[EXERCISE MATERIALS — start]

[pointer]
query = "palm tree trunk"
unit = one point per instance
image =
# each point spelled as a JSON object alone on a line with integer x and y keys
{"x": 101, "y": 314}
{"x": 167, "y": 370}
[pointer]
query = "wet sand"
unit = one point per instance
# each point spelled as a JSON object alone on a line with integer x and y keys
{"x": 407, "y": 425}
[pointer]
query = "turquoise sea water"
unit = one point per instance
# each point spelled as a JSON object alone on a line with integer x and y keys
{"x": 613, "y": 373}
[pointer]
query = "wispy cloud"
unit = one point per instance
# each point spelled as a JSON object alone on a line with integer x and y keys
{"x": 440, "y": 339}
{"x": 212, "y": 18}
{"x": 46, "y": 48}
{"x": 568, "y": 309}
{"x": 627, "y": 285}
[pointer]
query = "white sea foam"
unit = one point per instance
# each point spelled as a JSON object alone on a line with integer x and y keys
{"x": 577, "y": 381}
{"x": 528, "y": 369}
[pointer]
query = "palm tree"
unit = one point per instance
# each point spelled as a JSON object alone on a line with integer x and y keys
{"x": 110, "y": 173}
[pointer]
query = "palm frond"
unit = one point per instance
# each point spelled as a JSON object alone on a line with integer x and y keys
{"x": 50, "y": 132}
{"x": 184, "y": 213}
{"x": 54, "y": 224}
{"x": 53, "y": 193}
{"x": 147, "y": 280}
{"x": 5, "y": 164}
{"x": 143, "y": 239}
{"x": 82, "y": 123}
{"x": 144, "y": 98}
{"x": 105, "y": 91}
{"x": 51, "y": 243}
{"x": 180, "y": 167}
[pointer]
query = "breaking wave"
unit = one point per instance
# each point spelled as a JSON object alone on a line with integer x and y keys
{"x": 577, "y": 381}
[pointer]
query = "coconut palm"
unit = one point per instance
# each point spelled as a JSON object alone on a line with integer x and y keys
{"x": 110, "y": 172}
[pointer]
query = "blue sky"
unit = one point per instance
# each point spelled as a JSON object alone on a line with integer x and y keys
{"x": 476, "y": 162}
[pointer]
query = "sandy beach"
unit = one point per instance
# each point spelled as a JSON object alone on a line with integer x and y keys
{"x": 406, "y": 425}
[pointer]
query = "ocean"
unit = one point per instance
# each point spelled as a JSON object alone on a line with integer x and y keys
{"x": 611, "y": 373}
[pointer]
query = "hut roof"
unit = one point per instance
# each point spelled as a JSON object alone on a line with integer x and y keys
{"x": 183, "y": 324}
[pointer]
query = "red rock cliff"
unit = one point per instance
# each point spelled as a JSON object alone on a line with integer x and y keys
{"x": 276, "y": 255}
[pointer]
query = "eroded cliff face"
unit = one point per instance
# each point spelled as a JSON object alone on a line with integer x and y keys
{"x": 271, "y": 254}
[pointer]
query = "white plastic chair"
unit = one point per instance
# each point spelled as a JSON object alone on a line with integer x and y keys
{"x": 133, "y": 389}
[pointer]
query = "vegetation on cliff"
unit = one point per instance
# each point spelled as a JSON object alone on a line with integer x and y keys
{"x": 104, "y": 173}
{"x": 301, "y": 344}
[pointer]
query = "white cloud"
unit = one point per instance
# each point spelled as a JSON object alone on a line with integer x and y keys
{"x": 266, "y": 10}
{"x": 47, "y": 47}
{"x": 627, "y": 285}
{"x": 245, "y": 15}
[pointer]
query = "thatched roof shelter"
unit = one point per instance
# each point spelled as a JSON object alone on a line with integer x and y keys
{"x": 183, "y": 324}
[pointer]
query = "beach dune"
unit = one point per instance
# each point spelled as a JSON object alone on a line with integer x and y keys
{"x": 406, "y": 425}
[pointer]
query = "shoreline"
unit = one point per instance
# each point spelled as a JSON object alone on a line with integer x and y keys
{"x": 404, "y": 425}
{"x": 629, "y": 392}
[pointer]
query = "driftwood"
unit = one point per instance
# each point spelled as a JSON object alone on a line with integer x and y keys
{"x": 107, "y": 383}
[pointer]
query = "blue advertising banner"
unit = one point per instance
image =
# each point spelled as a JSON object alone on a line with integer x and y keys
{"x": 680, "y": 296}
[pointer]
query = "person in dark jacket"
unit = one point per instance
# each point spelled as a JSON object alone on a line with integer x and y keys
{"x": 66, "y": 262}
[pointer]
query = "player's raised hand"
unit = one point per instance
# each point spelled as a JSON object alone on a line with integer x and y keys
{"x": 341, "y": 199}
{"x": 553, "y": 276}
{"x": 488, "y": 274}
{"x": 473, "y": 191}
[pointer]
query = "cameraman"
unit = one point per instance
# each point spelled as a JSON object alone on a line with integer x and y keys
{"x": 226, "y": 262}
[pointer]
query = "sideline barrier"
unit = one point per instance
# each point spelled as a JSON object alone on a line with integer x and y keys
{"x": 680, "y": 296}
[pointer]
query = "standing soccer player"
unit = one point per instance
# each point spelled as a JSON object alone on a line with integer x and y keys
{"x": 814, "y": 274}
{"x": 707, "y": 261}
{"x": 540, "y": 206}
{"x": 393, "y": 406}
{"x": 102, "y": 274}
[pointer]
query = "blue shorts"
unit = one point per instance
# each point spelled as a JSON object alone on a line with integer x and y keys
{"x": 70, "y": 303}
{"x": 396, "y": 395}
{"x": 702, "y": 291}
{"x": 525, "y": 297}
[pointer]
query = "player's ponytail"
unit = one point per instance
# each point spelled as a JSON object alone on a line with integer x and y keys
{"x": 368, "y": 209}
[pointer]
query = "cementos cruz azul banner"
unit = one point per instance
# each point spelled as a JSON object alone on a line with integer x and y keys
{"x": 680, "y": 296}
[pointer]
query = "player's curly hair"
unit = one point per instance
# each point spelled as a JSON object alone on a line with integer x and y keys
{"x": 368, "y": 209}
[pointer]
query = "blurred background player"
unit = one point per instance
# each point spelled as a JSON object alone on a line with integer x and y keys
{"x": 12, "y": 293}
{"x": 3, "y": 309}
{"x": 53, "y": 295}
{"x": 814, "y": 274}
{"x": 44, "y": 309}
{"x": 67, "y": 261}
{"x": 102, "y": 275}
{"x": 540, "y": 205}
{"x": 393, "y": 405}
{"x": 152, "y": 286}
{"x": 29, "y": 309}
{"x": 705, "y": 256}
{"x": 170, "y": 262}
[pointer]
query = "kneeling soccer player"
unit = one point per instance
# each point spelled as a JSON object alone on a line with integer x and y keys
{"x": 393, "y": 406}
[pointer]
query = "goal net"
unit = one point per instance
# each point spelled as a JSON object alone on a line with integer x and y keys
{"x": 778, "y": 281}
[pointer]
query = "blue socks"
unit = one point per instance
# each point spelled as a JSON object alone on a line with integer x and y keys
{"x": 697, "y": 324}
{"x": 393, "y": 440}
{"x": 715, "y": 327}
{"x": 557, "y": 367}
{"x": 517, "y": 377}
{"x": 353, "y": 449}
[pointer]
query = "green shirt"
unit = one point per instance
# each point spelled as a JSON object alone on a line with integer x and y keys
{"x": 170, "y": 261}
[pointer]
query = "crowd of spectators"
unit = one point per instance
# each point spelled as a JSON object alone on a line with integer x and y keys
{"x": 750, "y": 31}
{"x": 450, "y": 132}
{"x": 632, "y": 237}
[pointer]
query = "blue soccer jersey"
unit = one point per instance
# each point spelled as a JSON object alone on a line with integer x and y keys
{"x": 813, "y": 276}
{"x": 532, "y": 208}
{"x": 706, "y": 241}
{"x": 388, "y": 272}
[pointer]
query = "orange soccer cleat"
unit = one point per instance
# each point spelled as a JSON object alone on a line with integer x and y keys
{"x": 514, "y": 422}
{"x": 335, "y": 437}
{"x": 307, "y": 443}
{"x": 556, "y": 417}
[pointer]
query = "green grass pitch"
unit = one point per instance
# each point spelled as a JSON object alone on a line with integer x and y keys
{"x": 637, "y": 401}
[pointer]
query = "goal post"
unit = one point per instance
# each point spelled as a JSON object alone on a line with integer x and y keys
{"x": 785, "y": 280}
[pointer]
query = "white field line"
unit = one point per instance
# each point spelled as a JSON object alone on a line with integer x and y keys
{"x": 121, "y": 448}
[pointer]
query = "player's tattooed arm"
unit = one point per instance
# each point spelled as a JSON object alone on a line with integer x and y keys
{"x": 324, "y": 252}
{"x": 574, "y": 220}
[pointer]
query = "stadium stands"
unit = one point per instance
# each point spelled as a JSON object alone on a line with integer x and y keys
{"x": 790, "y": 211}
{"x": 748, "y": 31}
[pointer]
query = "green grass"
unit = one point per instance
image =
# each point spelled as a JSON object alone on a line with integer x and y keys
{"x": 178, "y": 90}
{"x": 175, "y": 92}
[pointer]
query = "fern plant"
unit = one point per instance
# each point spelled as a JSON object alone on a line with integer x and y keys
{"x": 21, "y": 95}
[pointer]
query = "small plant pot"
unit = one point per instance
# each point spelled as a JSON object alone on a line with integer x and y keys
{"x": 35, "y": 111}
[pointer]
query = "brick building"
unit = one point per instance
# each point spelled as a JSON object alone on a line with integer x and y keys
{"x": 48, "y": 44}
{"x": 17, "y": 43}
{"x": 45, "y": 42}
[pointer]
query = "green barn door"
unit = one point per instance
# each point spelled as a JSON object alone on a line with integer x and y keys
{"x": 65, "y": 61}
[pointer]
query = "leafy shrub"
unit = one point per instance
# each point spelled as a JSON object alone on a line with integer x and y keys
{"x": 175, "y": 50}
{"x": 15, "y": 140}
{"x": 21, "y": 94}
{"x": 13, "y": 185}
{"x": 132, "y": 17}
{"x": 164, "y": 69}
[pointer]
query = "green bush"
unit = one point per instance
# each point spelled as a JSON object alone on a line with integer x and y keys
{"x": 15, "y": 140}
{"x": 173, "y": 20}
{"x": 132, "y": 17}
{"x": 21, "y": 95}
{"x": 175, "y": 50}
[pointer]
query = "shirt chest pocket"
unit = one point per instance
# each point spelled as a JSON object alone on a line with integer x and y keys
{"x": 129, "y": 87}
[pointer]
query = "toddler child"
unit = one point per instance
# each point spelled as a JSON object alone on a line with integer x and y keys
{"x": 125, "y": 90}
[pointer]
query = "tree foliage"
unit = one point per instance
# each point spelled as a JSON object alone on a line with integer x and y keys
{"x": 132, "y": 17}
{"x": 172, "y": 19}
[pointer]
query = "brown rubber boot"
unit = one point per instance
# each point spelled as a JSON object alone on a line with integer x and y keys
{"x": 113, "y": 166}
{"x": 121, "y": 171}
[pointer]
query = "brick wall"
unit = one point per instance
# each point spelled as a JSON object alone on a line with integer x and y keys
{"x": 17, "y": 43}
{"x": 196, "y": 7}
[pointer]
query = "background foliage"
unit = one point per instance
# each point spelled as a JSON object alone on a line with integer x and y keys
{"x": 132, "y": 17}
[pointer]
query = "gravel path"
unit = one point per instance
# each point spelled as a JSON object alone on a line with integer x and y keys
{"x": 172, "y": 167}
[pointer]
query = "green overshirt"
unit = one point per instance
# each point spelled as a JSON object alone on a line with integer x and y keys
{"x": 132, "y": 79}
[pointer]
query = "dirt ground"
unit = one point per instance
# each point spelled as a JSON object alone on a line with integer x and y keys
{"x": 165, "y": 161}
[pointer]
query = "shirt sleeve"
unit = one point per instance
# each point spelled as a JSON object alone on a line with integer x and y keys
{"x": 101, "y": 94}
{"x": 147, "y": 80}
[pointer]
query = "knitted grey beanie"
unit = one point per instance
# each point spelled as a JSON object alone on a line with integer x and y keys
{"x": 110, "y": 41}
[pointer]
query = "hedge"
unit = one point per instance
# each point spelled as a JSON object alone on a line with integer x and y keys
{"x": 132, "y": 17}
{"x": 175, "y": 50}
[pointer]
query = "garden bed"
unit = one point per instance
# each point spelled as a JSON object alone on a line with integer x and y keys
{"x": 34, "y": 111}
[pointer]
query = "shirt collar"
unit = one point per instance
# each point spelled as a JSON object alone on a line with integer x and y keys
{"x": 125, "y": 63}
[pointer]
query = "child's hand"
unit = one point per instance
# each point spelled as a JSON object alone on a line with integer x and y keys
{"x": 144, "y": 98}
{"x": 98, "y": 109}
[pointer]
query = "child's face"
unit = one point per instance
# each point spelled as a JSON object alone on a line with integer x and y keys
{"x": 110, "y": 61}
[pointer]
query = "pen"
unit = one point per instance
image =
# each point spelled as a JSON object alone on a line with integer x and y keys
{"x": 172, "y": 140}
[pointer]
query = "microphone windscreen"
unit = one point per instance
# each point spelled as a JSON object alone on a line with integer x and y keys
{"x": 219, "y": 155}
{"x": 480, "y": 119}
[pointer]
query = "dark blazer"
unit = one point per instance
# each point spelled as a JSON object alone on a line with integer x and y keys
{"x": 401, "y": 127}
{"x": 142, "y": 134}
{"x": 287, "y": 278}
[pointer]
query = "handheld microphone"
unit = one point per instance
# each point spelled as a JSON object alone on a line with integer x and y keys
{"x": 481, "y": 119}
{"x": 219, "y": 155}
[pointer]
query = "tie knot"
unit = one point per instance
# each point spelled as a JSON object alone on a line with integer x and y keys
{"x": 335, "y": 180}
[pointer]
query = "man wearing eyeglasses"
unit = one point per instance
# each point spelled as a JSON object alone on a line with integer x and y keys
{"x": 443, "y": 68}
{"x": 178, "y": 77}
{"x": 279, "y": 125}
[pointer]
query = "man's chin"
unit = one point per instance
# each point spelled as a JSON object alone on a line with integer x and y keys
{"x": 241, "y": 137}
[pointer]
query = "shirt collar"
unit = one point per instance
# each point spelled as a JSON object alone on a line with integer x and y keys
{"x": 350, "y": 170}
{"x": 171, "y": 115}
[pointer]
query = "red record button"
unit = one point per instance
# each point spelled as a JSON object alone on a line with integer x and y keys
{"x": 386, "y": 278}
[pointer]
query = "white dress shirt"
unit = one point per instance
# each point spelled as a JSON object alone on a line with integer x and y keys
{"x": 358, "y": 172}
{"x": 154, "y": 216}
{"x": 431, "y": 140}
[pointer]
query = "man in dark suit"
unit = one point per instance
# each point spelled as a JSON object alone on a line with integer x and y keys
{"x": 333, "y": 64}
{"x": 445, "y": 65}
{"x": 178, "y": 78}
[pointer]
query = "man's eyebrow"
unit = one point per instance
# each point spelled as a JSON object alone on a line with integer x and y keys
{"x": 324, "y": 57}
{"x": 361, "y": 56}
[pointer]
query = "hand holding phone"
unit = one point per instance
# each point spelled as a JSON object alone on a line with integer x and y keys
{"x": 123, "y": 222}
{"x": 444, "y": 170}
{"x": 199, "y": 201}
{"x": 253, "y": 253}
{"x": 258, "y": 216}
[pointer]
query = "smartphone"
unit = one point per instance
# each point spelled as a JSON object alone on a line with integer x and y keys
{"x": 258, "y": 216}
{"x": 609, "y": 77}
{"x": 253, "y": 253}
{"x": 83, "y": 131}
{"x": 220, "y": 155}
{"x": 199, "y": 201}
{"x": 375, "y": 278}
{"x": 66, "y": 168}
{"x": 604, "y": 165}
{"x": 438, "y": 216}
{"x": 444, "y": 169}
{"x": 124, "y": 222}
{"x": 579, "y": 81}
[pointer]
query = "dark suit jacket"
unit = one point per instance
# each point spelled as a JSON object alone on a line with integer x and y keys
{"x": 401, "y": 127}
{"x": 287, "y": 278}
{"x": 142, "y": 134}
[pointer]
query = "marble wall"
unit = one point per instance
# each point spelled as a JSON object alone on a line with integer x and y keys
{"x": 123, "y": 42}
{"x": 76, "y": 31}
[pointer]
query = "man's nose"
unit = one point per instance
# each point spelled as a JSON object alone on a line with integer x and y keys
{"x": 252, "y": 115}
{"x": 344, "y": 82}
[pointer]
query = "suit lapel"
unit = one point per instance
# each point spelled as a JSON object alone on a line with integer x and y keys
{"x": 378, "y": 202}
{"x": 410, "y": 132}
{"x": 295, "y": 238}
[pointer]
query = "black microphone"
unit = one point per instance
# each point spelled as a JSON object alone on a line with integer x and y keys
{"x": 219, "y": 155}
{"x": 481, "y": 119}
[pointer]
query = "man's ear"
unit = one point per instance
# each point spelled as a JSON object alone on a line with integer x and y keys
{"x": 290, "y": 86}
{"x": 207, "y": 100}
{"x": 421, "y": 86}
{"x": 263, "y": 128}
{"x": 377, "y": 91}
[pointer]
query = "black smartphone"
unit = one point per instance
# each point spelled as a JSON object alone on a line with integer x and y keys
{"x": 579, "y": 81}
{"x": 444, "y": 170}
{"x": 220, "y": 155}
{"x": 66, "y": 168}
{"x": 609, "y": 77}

[EXERCISE MATERIALS — finish]

» **WHAT TO DO**
Go through the listing above, count the lines that contain "cliff", and state that number alone.

» **TASK OUTPUT**
3